*PROBLEM STATEMENT*
Print out the records precisely, keeping each line identical to its source.

*EXTRACTED DATA*
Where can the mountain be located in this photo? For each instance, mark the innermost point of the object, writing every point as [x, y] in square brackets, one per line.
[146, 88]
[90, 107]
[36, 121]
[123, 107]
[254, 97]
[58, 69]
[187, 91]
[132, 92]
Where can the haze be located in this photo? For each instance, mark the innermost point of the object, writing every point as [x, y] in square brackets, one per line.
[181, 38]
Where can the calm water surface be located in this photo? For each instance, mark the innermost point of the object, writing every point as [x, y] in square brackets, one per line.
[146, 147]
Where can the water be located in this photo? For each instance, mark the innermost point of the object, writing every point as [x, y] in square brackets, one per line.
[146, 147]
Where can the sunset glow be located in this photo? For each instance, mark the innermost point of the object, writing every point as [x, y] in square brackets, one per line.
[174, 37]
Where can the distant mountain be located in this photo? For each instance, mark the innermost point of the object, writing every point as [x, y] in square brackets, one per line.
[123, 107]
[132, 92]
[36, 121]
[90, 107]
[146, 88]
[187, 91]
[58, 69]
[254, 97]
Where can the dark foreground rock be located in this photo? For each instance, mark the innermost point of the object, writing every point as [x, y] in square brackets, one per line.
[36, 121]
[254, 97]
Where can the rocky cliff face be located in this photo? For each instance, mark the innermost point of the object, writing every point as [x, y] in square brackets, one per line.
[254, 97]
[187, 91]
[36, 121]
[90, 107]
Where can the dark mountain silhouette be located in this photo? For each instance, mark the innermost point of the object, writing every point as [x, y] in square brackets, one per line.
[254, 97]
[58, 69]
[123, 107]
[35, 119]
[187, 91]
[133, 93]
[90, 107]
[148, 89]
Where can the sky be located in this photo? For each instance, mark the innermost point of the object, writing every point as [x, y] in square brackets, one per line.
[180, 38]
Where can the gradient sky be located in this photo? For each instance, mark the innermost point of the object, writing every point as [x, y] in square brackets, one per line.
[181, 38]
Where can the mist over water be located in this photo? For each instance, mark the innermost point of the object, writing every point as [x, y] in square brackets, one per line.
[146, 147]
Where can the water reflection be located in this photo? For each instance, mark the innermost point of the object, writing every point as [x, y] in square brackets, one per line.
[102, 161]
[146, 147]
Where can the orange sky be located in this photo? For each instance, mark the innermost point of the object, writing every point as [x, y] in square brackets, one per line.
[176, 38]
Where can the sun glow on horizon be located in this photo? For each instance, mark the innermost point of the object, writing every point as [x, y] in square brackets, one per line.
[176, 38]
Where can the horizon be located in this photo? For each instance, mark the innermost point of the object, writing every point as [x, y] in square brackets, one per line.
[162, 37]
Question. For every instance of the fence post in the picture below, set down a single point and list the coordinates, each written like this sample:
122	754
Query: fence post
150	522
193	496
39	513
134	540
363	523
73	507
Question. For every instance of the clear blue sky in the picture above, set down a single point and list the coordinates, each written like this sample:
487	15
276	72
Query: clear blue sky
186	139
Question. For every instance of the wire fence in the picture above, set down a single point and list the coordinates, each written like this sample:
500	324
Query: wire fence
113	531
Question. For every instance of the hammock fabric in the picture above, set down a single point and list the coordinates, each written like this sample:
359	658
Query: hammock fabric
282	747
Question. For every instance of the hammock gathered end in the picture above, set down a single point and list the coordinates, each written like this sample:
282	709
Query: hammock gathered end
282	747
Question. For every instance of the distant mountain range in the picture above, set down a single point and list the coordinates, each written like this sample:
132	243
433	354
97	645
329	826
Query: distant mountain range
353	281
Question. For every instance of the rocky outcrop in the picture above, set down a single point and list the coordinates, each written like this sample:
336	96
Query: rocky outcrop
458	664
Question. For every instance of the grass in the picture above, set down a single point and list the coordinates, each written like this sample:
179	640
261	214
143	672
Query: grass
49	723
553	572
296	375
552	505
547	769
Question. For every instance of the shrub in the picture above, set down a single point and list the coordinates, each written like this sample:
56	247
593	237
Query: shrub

*ANSWER BOX*
Where can the mountain be located in this photo? For each instance, mark the innermost point of the object, writing every point as [x, y] in square brackets, one per line.
[146, 88]
[90, 107]
[36, 121]
[123, 107]
[254, 97]
[58, 69]
[187, 91]
[132, 92]
Where can the haze be located in this photo? For each instance, mark the innermost point of the object, writing every point as [x, y] in square brackets, one per line.
[181, 38]
Where can the calm water surface be located in this photo? For each instance, mark the innermost point of the object, writing every point as [x, y] in square brackets, one per line.
[146, 147]
Where can the water be located in this photo? For each instance, mark the innermost point of the object, writing every point as [x, y] in square brackets, one per line.
[146, 147]
Where can the sunset glow be located in this photo? For each instance, mark the innermost point of the object, writing every point as [x, y] in square brackets, one per line.
[174, 37]
Where can the distant mountain be located in this photo? For each instance, mark the innermost point of the object, writing every point as [x, y] in square brackets, one per line.
[123, 107]
[132, 92]
[36, 121]
[90, 107]
[146, 88]
[187, 91]
[58, 69]
[254, 97]
Where can the dark foreground rock be located in this photo? For each instance, mark the innermost point of the object, writing every point as [x, y] in square brackets, one per line.
[36, 121]
[254, 97]
Where can the rocky cliff face be located in this photo? For each instance, mark the innermost point of the object, writing every point as [x, y] in square brackets, one per line.
[254, 97]
[187, 91]
[36, 121]
[90, 107]
Where can the dark mountain silhouette be located in this photo? For each instance, mark the innermost point of the object, writing every point as [x, y] in square brackets, one per line.
[254, 97]
[58, 69]
[123, 107]
[35, 119]
[187, 91]
[133, 93]
[90, 107]
[148, 89]
Where can the sky be located in this photo? For each instance, mark the innermost point of the object, writing every point as [x, y] in square brackets, one per line.
[180, 38]
Where can the gradient sky be located in this photo? For each instance, mark the innermost point of the object, writing every point as [x, y] in square brackets, one per line.
[181, 38]
Where can the mist over water be located in this photo? For each instance, mark the innermost point of the object, writing every point as [x, y] in square brackets, one per line.
[146, 147]
Where can the water reflection be located in this photo? For each instance, mark the innermost point of the object, writing every point as [x, y] in square brackets, one per line.
[102, 161]
[146, 147]
Where can the orange sky be located in this photo? For each instance, mark the innermost point of the object, writing every point as [x, y] in square brackets, one per line.
[176, 38]
Where can the sun glow on horizon be located in this photo? For each instance, mark the innermost point of the object, writing every point as [x, y] in square brackets, one per line.
[176, 38]
Where can the horizon be located in this photo? For each instance, mark the innermost point of the object, writing every point as [x, y] in square brackets, one per line.
[162, 37]
Question. For every instance of the fence post in the picture below, set down a single point and list the coordinates, each written like this sample:
122	754
Query: fence post
150	522
193	496
39	513
134	540
363	523
73	507
Question. For every instance of the clear blue sky in the picture above, set down a single point and list the coordinates, each written like this sample:
487	15
276	72
Query: clear blue sky
186	139
Question. For every instance of the wire fence in the picture above, set down a single point and list the coordinates, each written like this sample:
500	324
Query: wire fence
113	531
Question. For every instance of the hammock fabric in the picture above, set down a single point and list the coordinates, each written like this sample:
359	658
Query: hammock fabric
282	747
Question. For every instance of the hammock gathered end in the picture above, set down a single point and list the coordinates, each written like this sample:
282	709
Query: hammock gathered end
282	747
Question. For every instance of the distant mountain range in the picture above, set down a single point and list the coordinates, each written like this sample:
132	243
433	354
97	645
329	826
Query: distant mountain range
353	281
Question. For every instance of the rocky outcrop in the picture above, set down a single point and list the coordinates, each written like this sample:
336	96
Query: rocky outcrop
458	664
Question. For every instance of the grass in the picture above, set down a single point and list the coordinates, each written like this sample:
179	640
261	214
143	672
Query: grass
49	723
553	572
296	375
552	505
547	769
Question. For every instance of the shrub in the picture above, set down a single point and list the coordinates, each written like this sample:
56	247
593	237
Query: shrub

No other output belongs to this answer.